[Some items]
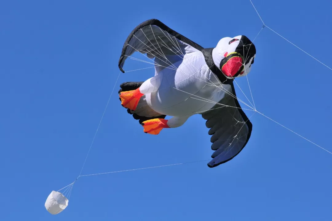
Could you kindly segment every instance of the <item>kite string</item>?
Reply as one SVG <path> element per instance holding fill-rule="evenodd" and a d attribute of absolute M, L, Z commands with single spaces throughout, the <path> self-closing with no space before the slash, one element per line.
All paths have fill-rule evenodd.
<path fill-rule="evenodd" d="M 117 80 L 115 81 L 115 83 L 114 84 L 114 86 L 113 87 L 113 89 L 112 90 L 112 92 L 111 93 L 111 95 L 110 95 L 110 97 L 108 99 L 108 101 L 107 102 L 107 103 L 106 104 L 106 107 L 105 108 L 105 109 L 104 110 L 104 112 L 103 113 L 103 115 L 102 116 L 102 117 L 100 119 L 100 121 L 99 121 L 99 123 L 98 125 L 98 127 L 97 127 L 97 129 L 96 131 L 96 132 L 95 133 L 95 135 L 93 137 L 93 139 L 92 139 L 92 142 L 91 143 L 91 145 L 90 145 L 90 147 L 89 148 L 89 150 L 88 151 L 88 153 L 86 154 L 86 156 L 85 157 L 85 159 L 84 161 L 84 162 L 83 163 L 83 165 L 82 166 L 82 168 L 81 169 L 81 171 L 80 172 L 80 174 L 78 175 L 78 176 L 76 178 L 76 179 L 78 178 L 82 174 L 82 171 L 83 170 L 83 168 L 84 167 L 84 165 L 85 164 L 85 162 L 86 162 L 86 159 L 88 158 L 88 156 L 89 155 L 89 154 L 90 152 L 90 150 L 91 149 L 91 147 L 92 146 L 92 145 L 93 144 L 93 142 L 95 141 L 95 138 L 96 138 L 96 135 L 97 134 L 97 133 L 98 132 L 98 130 L 99 128 L 99 126 L 100 126 L 100 124 L 102 122 L 102 121 L 103 120 L 103 118 L 104 118 L 104 115 L 105 114 L 105 112 L 106 112 L 106 110 L 107 109 L 107 107 L 108 106 L 108 104 L 110 103 L 110 100 L 111 100 L 111 98 L 112 97 L 112 95 L 113 94 L 113 92 L 114 91 L 114 89 L 115 88 L 115 86 L 117 85 L 117 83 L 118 83 L 118 80 L 119 79 L 119 77 L 120 77 L 120 75 L 121 74 L 121 72 L 119 73 L 119 75 L 118 76 L 118 78 L 117 79 Z M 75 181 L 76 180 L 75 180 Z M 75 181 L 74 181 L 74 183 Z"/>
<path fill-rule="evenodd" d="M 208 160 L 211 160 L 211 159 L 201 160 L 197 160 L 196 161 L 192 161 L 188 162 L 185 162 L 184 163 L 174 163 L 173 164 L 168 164 L 166 165 L 162 165 L 161 166 L 151 166 L 148 167 L 143 167 L 142 168 L 138 168 L 137 169 L 131 169 L 125 170 L 119 170 L 119 171 L 113 171 L 112 172 L 108 172 L 105 173 L 94 173 L 93 174 L 88 174 L 85 175 L 80 175 L 78 177 L 81 176 L 94 176 L 95 175 L 100 175 L 103 174 L 107 174 L 109 173 L 120 173 L 123 172 L 126 172 L 127 171 L 133 171 L 134 170 L 144 170 L 146 169 L 151 169 L 152 168 L 156 168 L 157 167 L 164 167 L 166 166 L 175 166 L 176 165 L 181 165 L 184 164 L 188 164 L 189 163 L 198 163 L 199 162 L 203 162 L 203 161 L 207 161 Z"/>
<path fill-rule="evenodd" d="M 290 132 L 292 132 L 292 133 L 295 133 L 295 134 L 296 134 L 296 135 L 297 135 L 299 136 L 299 137 L 302 137 L 303 139 L 304 139 L 305 140 L 307 140 L 307 141 L 309 141 L 309 142 L 310 142 L 311 143 L 312 143 L 312 144 L 314 144 L 315 145 L 316 145 L 316 146 L 317 146 L 318 147 L 320 147 L 320 148 L 321 148 L 321 149 L 323 149 L 324 150 L 325 150 L 325 151 L 326 151 L 326 152 L 328 152 L 328 153 L 331 153 L 331 154 L 332 154 L 332 152 L 330 152 L 329 151 L 327 150 L 326 149 L 324 149 L 324 148 L 322 147 L 321 147 L 321 146 L 319 146 L 318 144 L 317 144 L 316 143 L 314 143 L 312 141 L 311 141 L 311 140 L 308 140 L 308 139 L 307 139 L 305 137 L 304 137 L 304 136 L 301 136 L 301 135 L 300 135 L 300 134 L 298 134 L 298 133 L 297 133 L 296 132 L 295 132 L 295 131 L 293 131 L 293 130 L 292 130 L 290 129 L 289 128 L 288 128 L 288 127 L 286 127 L 286 126 L 285 126 L 284 125 L 283 125 L 281 123 L 278 123 L 278 122 L 277 122 L 276 121 L 274 120 L 274 119 L 273 119 L 270 118 L 270 117 L 269 117 L 268 116 L 266 116 L 266 115 L 264 115 L 263 113 L 262 113 L 260 112 L 259 111 L 257 111 L 257 110 L 256 110 L 256 112 L 257 112 L 257 113 L 258 113 L 261 114 L 262 116 L 265 116 L 265 117 L 266 117 L 269 120 L 272 120 L 272 121 L 273 121 L 275 123 L 276 123 L 277 124 L 279 124 L 279 125 L 280 125 L 281 126 L 283 127 L 284 127 L 284 128 L 285 128 L 287 129 L 288 130 L 289 130 Z"/>
<path fill-rule="evenodd" d="M 322 62 L 320 61 L 319 61 L 319 60 L 318 60 L 316 58 L 315 58 L 313 56 L 312 56 L 310 54 L 309 54 L 308 53 L 306 52 L 304 50 L 301 49 L 299 47 L 297 46 L 294 44 L 292 43 L 292 42 L 290 42 L 290 41 L 289 40 L 287 39 L 286 39 L 286 38 L 283 37 L 281 35 L 280 35 L 280 34 L 279 34 L 279 33 L 278 33 L 278 32 L 277 32 L 275 31 L 274 31 L 274 30 L 273 30 L 273 29 L 272 29 L 272 28 L 270 28 L 269 26 L 268 26 L 267 25 L 265 25 L 265 23 L 264 23 L 264 21 L 263 21 L 263 19 L 262 19 L 262 18 L 261 17 L 261 16 L 258 13 L 258 12 L 257 11 L 257 10 L 256 9 L 256 8 L 255 7 L 255 6 L 254 5 L 253 3 L 251 1 L 251 0 L 249 0 L 250 1 L 250 2 L 251 3 L 251 4 L 252 5 L 252 6 L 253 6 L 253 7 L 254 7 L 254 8 L 255 9 L 255 11 L 256 11 L 256 12 L 257 13 L 257 14 L 258 15 L 258 17 L 259 17 L 259 18 L 261 19 L 261 21 L 263 23 L 263 28 L 264 28 L 264 27 L 266 27 L 267 28 L 269 29 L 270 29 L 270 30 L 271 30 L 271 31 L 272 31 L 272 32 L 274 32 L 275 33 L 277 34 L 277 35 L 279 35 L 279 36 L 280 36 L 281 38 L 282 38 L 283 39 L 285 39 L 285 40 L 286 40 L 286 41 L 288 41 L 288 42 L 289 42 L 289 43 L 290 43 L 292 45 L 294 46 L 295 46 L 295 47 L 296 47 L 296 48 L 297 48 L 298 49 L 300 50 L 301 50 L 302 52 L 304 52 L 304 53 L 305 53 L 306 54 L 308 55 L 309 55 L 309 56 L 310 56 L 310 57 L 311 57 L 312 58 L 314 59 L 315 59 L 315 60 L 316 60 L 316 61 L 318 61 L 319 63 L 320 63 L 321 64 L 322 64 L 322 65 L 324 65 L 325 67 L 326 67 L 327 68 L 328 68 L 329 69 L 330 69 L 331 70 L 332 70 L 332 68 L 330 68 L 329 66 L 327 66 L 327 65 L 325 65 L 325 64 L 324 64 L 324 63 L 323 63 Z"/>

▶ _GIVEN INSTRUCTION_
Copy out the stretch from the start of the items above through the line that contains "All paths have fill-rule evenodd.", including that line. Leave the pictures out of your answer.

▶ _EXPECTED OUTPUT_
Could you kindly segment every instance of the <item>kite string</item>?
Reply as one SVG <path> element per instance holding fill-rule="evenodd" and a d attribute of absolute M, L, Z commands with single spaces throughout, the <path> self-closing with no space before the slash, one element per line.
All paths have fill-rule evenodd.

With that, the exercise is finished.